+++ Passage
Blog Archive

Thursday, April 19, 2012

Possible answers to examination questions

In this post, I try to answer examination questions in preparation for my exam. It's a 4th year course in Nanyang Technological University, "CSC416 Intelligent Agents". The exam papers are from other university, but they are very similar to ours.
 Exam papers can be found here!

MAY 2009, Liverpool university's COMP310 examination paper's answers:

Question 1

a)
  Intentional stance is a way of understanding and predicting behavior of a complex system by attributing to it mental states such as belief, desire, intent, hope, fear etc. There are other stances which are less abstract, such as physical and design stance. Physical stance explains a system in terms of physical laws and physical attributes (mass, velocity etc.). Design stance does it in term of purpose, function and design approach.
Intentional stance is most appropriately applied and useful when explaining complex systems, which have have very complex structure, if we try to explain them using physical or design stance, it might become difficult to grasp the whole picture. We use intentional stance and attribute mental states to system, because it's convenient to explain, predict behavior of, and repair or improve the system, not because we actually believe that the complex system has these mental states.
It's legitimate to use intentional stance, when it expresses the same information about the computer system that it expresses about a person.
It's useful to use intentional stance, if it helps us to understand the structure of computer system, it's past and future behavior or how to repair or improve it.

b)

- Agent0 programs are constructed in terms of intentional notions like belief, commitment and intention.
- Agent0 loop:
  1. Read all messages, updating beliefs and commitments if necessary
  2. Execute commitments if capable
  3. Goto 1.
- Agent0 communicates by passing messages of 3 types: request, unrequest and inform. Request and unrequest messages typically result in agent's commitments being modified, where as inform messages change agent's beliefs.

Question 2

a) 

"Practical Reasoning = Deliberation + means-ends reasoning"
Deliberation = decides on what to do next (which intention to achieve next)
Means-ends reasoning = decides how to achieve it (the intention received from deliberation)
With respect to code, functions options() and filter() perform deliberation, function plan() performs means-ends reasoning.

b) 

Since agent is committed to plans just as long as it is rational to be committed to them, it has open-minded commitment strategy. It achieves this through lines 9, 15, and 19, where it checks the rationality of commitment to current plan.
Agent will reconsider it's plans:
  1. at line 8, if plan finished (line 9).
  2. at line 20, if the plan is not sound anymore:  because there's a possibility of better plan (line 19, here the plan is reconsidered based on current intention I  (which could have been changed in line 15)  and precept B).

c)

Agent is committed to intentions just as long as it is rational to be committed to them. It achieves this through lines 9, 15, where it checks the rationality of commitment to current intention.
++++++
(The problem): Please transcribe the part of the exam-answers post starting with "Intentional stance is most appropriately applied" and going on through "these mental states.", word for word.
+++ Extracted information
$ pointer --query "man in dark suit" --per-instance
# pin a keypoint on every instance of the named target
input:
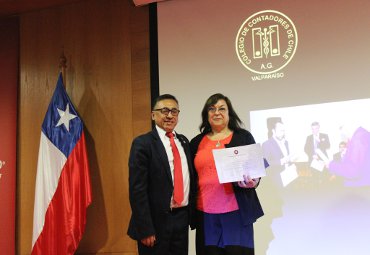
(317, 144)
(160, 220)
(276, 149)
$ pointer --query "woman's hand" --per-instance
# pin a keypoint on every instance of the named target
(248, 182)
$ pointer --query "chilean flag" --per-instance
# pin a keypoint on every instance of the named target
(62, 191)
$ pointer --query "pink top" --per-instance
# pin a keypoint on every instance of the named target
(213, 197)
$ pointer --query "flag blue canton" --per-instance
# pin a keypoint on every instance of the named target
(65, 140)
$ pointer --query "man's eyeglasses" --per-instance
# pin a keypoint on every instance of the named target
(166, 111)
(213, 110)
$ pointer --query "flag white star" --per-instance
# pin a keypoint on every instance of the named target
(65, 117)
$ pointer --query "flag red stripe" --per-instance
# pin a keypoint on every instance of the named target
(66, 214)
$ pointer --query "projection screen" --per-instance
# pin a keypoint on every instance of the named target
(304, 65)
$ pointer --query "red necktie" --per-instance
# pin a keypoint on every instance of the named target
(178, 193)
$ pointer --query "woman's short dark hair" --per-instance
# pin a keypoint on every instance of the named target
(234, 121)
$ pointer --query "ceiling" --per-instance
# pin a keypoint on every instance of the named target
(13, 7)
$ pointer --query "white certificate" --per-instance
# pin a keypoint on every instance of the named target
(233, 163)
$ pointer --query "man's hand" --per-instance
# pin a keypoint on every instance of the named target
(248, 182)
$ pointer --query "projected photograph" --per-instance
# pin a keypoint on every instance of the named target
(317, 185)
(316, 144)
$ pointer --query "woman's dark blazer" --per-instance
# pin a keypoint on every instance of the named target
(248, 202)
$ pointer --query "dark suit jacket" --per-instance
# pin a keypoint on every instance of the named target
(323, 145)
(150, 185)
(248, 202)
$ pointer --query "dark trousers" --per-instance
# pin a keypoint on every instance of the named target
(202, 249)
(173, 239)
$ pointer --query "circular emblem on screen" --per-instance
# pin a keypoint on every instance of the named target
(266, 42)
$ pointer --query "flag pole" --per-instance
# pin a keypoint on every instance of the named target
(63, 66)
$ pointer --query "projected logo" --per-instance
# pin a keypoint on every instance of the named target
(266, 42)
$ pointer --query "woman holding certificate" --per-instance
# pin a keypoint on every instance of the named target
(225, 212)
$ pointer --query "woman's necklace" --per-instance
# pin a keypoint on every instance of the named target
(223, 136)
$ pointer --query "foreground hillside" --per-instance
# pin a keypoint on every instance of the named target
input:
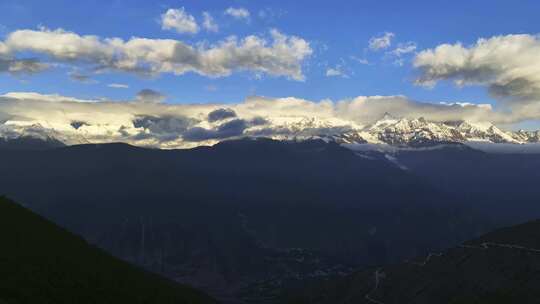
(500, 267)
(42, 263)
(242, 218)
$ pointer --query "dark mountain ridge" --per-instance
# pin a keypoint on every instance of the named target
(500, 267)
(243, 215)
(43, 263)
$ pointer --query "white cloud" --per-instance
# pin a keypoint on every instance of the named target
(180, 21)
(23, 96)
(149, 96)
(509, 66)
(381, 42)
(238, 13)
(118, 86)
(360, 60)
(404, 48)
(281, 56)
(336, 71)
(208, 23)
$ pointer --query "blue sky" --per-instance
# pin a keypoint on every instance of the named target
(336, 31)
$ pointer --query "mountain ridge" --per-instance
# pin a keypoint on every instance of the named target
(389, 130)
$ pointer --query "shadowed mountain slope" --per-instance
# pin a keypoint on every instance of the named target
(43, 263)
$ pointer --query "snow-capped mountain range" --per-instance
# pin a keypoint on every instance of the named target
(405, 132)
(389, 130)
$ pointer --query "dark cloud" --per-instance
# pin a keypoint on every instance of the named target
(22, 66)
(229, 129)
(220, 114)
(164, 126)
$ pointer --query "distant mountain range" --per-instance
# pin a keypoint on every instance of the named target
(389, 130)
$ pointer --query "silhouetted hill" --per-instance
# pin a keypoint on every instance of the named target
(243, 217)
(43, 263)
(501, 185)
(499, 267)
(29, 143)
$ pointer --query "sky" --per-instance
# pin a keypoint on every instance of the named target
(345, 61)
(338, 32)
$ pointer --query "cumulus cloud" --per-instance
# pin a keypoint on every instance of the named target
(402, 50)
(180, 21)
(336, 71)
(381, 42)
(233, 128)
(281, 56)
(21, 66)
(509, 66)
(208, 23)
(221, 114)
(149, 96)
(238, 13)
(118, 86)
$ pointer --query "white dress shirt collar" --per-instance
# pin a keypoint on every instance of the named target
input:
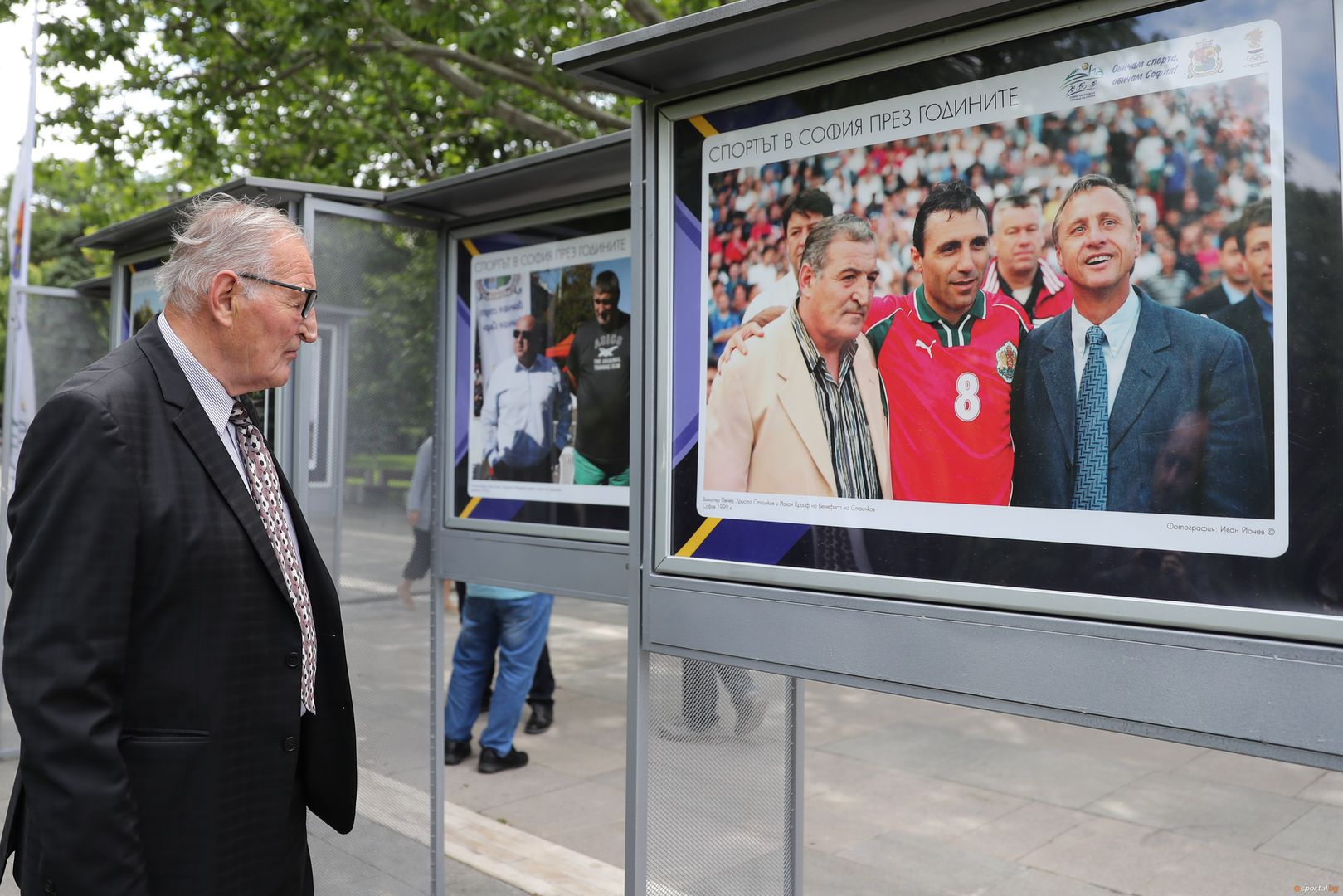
(1119, 336)
(211, 394)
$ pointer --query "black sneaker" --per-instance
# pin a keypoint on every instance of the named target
(542, 719)
(455, 751)
(492, 761)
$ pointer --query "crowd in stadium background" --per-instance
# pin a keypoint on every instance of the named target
(1193, 158)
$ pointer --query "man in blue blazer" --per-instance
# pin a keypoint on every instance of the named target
(1126, 405)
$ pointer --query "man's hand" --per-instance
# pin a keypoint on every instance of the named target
(743, 334)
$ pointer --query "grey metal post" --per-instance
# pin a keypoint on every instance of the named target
(796, 770)
(444, 398)
(642, 271)
(7, 475)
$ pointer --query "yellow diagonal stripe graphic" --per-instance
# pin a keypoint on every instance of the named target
(698, 539)
(703, 125)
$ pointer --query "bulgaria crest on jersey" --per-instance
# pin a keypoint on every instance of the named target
(1006, 362)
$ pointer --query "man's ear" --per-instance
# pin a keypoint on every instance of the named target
(806, 275)
(226, 290)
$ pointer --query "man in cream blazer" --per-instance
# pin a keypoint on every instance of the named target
(803, 411)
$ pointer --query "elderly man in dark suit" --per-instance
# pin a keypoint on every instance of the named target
(173, 650)
(1126, 405)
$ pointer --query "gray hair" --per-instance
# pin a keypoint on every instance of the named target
(1092, 182)
(221, 232)
(829, 230)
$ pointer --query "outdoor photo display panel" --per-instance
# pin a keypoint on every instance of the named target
(1188, 112)
(543, 338)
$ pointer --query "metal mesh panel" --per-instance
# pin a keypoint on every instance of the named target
(372, 402)
(66, 334)
(718, 781)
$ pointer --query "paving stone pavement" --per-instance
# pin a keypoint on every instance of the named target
(903, 796)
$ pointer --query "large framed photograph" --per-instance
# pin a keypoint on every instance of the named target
(542, 370)
(1209, 102)
(912, 441)
(548, 327)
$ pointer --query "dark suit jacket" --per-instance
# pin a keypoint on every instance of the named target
(1245, 319)
(151, 655)
(1185, 431)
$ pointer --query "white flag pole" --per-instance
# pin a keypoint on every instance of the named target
(19, 391)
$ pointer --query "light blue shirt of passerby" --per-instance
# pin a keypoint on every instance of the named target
(421, 494)
(525, 412)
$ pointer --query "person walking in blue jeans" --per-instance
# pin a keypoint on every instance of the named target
(514, 624)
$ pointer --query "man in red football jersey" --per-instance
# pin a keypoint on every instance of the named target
(946, 353)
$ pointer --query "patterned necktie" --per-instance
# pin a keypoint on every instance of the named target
(270, 504)
(1092, 427)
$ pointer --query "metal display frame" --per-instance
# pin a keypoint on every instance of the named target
(1252, 681)
(575, 182)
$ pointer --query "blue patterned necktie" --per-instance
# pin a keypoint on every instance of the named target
(270, 505)
(1092, 427)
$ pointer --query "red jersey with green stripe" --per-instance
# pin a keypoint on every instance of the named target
(948, 387)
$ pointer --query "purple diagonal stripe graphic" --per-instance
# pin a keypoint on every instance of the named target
(496, 509)
(688, 334)
(462, 359)
(751, 542)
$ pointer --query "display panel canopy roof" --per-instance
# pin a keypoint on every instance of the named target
(153, 227)
(737, 41)
(579, 171)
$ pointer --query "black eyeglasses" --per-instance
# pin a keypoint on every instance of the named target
(309, 295)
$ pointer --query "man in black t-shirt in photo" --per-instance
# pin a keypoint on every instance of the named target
(599, 371)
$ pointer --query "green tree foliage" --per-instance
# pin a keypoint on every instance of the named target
(355, 91)
(71, 199)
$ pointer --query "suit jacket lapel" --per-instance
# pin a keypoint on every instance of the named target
(1061, 382)
(204, 444)
(1143, 370)
(798, 398)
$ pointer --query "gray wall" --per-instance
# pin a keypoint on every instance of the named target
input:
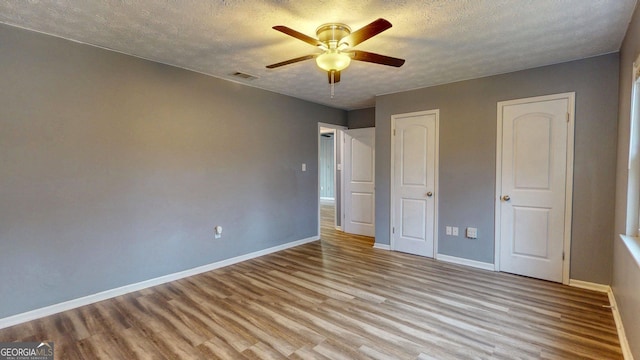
(361, 118)
(626, 271)
(114, 170)
(468, 156)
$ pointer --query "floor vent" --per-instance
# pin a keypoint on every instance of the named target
(244, 76)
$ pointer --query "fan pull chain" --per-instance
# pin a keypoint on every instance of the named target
(333, 84)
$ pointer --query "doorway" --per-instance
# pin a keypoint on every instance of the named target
(534, 179)
(330, 175)
(414, 182)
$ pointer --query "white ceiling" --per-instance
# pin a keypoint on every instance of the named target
(442, 41)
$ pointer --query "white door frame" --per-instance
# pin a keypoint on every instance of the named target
(436, 190)
(568, 212)
(347, 149)
(336, 143)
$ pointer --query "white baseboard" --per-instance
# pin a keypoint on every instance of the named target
(381, 246)
(108, 294)
(466, 262)
(622, 336)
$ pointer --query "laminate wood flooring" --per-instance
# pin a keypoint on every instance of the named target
(337, 298)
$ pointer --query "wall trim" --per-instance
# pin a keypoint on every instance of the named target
(589, 285)
(108, 294)
(381, 246)
(622, 336)
(466, 262)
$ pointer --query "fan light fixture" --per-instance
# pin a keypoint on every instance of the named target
(333, 60)
(336, 41)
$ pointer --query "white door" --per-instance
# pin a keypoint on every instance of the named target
(359, 165)
(533, 195)
(414, 188)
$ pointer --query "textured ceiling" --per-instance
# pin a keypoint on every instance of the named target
(443, 41)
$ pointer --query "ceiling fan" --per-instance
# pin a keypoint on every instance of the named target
(336, 42)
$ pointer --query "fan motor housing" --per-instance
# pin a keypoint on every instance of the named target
(332, 32)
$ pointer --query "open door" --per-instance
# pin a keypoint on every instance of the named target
(359, 185)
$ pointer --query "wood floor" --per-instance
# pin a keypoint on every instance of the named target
(337, 298)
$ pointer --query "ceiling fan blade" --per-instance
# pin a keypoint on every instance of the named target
(335, 78)
(376, 58)
(367, 32)
(291, 61)
(298, 35)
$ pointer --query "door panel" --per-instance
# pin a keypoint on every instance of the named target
(359, 164)
(533, 187)
(414, 183)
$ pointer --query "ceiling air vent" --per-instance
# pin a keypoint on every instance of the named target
(243, 76)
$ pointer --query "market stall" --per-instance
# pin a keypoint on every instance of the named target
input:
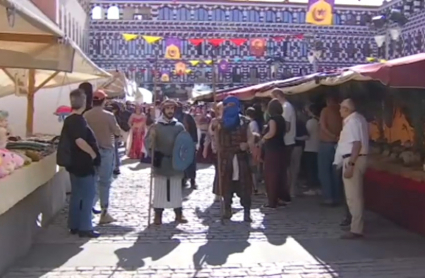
(117, 86)
(392, 97)
(33, 54)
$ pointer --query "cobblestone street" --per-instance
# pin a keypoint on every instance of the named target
(299, 241)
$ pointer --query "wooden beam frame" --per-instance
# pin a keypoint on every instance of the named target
(8, 74)
(28, 38)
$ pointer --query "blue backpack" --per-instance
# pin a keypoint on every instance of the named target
(183, 151)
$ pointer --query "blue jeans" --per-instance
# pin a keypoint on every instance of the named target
(328, 175)
(80, 205)
(117, 156)
(104, 175)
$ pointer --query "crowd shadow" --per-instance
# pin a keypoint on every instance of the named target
(212, 252)
(135, 256)
(140, 166)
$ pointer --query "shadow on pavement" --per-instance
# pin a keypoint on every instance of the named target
(212, 253)
(140, 166)
(134, 256)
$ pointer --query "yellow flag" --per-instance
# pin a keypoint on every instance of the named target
(320, 12)
(151, 39)
(194, 62)
(129, 37)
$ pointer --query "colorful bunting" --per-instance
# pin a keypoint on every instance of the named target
(320, 12)
(172, 48)
(165, 76)
(196, 42)
(194, 62)
(216, 42)
(129, 37)
(223, 66)
(151, 39)
(238, 42)
(279, 39)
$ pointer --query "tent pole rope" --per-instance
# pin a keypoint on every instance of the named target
(153, 142)
(216, 131)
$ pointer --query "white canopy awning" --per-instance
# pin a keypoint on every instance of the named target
(35, 54)
(117, 85)
(30, 43)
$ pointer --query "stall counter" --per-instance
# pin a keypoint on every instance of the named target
(396, 192)
(26, 180)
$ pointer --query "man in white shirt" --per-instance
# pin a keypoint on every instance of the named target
(289, 138)
(351, 154)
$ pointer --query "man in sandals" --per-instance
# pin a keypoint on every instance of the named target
(167, 191)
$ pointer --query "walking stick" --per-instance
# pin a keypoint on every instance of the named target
(216, 131)
(152, 145)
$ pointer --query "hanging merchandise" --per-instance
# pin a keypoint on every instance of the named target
(173, 48)
(238, 42)
(223, 66)
(129, 37)
(258, 47)
(151, 39)
(180, 68)
(165, 76)
(194, 62)
(196, 42)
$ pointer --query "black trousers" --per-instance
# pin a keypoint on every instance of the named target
(240, 191)
(310, 160)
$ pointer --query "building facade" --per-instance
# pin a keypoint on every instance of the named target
(347, 42)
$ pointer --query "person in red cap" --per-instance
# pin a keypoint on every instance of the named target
(106, 130)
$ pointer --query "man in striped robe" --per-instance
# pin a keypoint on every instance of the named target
(167, 191)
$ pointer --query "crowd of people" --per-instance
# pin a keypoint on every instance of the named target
(292, 150)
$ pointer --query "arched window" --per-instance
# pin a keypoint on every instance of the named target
(165, 13)
(287, 17)
(236, 16)
(301, 17)
(337, 19)
(253, 16)
(96, 13)
(113, 13)
(270, 16)
(183, 14)
(219, 15)
(201, 14)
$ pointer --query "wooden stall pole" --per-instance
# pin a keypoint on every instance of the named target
(216, 131)
(153, 143)
(30, 102)
(32, 89)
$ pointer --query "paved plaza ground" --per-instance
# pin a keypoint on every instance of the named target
(299, 241)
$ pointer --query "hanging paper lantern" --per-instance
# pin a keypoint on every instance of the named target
(180, 68)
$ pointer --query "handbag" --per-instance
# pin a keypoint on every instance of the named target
(63, 153)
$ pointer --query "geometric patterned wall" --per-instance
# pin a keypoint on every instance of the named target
++++++
(Final result):
Intentional stance is most appropriately applied and useful when explaining complex systems, which have have very complex structure, if we try to explain them using physical or design stance, it might become difficult to grasp the whole picture. We use intentional stance and attribute mental states to system, because it's convenient to explain, predict behavior of, and repair or improve the system, not because we actually believe that the complex system has these mental states.